**Set task**
Rewrite the stretch of the material from its start through the line containing "M 100 76 L 98", requests included. Move each answer outline by adding 147 to every coordinate in it.

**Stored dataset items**
Begin
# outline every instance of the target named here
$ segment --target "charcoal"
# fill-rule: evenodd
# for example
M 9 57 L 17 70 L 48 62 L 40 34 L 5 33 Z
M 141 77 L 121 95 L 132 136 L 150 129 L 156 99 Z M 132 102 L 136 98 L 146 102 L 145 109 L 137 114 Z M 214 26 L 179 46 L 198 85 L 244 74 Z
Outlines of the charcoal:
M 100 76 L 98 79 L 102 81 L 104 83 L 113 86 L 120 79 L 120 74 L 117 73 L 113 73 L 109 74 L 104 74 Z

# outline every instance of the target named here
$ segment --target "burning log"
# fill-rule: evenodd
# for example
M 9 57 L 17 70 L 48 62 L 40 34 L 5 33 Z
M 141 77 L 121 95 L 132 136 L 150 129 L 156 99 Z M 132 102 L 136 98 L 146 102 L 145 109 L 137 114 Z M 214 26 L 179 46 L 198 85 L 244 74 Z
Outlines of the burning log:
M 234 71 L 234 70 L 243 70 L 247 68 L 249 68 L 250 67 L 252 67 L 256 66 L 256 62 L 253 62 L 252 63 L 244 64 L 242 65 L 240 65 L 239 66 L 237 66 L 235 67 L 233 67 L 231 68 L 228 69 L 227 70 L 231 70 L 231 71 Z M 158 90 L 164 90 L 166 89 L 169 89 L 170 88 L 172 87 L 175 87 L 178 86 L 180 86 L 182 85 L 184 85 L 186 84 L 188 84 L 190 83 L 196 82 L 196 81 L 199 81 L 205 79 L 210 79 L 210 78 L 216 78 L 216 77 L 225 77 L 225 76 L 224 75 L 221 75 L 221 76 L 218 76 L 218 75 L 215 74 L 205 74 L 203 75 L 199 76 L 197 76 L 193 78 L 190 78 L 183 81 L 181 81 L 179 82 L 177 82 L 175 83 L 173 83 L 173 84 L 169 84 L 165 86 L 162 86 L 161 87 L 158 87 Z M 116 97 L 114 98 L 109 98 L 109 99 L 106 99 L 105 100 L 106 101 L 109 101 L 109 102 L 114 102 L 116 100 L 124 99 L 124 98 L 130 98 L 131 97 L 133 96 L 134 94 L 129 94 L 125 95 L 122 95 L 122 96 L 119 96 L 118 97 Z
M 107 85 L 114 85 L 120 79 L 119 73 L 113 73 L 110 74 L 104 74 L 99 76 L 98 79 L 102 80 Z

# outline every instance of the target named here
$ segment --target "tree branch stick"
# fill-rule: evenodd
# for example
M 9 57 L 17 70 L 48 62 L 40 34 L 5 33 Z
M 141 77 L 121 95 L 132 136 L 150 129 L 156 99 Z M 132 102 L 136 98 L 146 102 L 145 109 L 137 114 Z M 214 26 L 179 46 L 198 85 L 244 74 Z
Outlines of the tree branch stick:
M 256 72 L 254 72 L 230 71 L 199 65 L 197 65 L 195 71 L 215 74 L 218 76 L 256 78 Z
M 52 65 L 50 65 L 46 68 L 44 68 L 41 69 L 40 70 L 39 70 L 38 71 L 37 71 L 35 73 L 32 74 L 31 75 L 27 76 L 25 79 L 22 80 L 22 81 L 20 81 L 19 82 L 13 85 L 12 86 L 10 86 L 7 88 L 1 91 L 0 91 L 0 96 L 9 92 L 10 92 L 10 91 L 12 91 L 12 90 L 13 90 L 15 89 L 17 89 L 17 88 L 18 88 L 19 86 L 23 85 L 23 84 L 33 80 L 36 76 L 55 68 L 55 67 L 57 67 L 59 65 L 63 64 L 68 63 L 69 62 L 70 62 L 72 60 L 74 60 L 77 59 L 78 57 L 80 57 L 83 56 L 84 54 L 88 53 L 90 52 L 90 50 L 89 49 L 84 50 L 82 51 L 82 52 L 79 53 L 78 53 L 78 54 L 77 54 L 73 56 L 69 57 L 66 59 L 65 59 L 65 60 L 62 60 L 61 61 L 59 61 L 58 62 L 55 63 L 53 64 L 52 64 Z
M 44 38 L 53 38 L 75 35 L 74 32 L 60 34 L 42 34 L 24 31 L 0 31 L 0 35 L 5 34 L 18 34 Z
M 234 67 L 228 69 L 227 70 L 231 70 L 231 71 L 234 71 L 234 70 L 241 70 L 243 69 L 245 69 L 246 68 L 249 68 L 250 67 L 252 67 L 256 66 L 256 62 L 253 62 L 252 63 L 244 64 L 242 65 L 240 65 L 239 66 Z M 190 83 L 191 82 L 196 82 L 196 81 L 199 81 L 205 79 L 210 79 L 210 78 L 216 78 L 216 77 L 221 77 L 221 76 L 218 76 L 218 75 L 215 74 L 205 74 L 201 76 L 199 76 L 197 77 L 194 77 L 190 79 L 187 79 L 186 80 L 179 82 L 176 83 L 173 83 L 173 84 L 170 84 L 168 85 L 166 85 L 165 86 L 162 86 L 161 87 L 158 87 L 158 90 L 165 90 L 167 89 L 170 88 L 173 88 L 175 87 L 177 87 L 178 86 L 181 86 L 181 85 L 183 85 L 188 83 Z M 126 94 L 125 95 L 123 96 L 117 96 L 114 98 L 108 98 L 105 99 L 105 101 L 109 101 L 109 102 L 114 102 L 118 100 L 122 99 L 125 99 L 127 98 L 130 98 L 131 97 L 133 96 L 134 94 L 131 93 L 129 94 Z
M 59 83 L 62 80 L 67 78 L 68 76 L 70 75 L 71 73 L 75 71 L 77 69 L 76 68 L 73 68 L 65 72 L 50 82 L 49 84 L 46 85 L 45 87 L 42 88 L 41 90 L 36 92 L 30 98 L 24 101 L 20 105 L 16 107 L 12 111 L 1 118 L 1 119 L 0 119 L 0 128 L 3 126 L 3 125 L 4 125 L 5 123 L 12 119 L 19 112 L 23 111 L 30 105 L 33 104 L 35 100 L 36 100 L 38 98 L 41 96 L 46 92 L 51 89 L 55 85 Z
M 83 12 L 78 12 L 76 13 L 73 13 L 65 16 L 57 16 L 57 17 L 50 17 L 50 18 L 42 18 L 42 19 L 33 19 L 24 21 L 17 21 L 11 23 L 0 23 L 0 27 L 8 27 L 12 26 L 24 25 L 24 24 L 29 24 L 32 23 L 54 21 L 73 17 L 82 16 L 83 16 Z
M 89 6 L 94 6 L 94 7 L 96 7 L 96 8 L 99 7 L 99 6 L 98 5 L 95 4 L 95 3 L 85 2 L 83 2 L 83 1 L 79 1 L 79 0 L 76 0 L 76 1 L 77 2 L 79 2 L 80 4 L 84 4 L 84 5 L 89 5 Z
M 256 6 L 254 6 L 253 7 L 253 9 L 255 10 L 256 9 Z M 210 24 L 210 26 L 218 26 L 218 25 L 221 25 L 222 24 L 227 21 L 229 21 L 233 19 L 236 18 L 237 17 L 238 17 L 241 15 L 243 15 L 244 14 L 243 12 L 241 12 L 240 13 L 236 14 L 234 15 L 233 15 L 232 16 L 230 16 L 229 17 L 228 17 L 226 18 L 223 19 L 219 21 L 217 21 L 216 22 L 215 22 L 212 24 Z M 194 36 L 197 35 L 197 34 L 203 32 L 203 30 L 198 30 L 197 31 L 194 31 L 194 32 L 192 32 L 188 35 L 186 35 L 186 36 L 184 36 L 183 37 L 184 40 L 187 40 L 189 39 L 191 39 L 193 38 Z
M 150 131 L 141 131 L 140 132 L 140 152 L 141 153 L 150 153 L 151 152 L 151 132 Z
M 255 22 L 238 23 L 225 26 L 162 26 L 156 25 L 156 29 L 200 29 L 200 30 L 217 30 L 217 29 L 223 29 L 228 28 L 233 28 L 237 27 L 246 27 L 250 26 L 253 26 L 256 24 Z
End
**Solution to this exercise**
# outline every instance of the target named here
$ segment --target "charcoal"
# fill-rule: evenodd
# for example
M 9 57 L 17 70 L 48 62 L 40 34 L 5 33 Z
M 141 77 L 121 95 L 132 136 L 150 129 L 156 99 Z M 132 102 L 136 98 L 146 102 L 145 109 L 137 114 Z M 214 26 L 179 46 L 198 85 L 244 74 Z
Outlines of the charcoal:
M 247 223 L 245 226 L 249 228 L 251 230 L 260 233 L 267 226 L 267 221 L 264 220 L 260 220 L 256 221 L 251 221 Z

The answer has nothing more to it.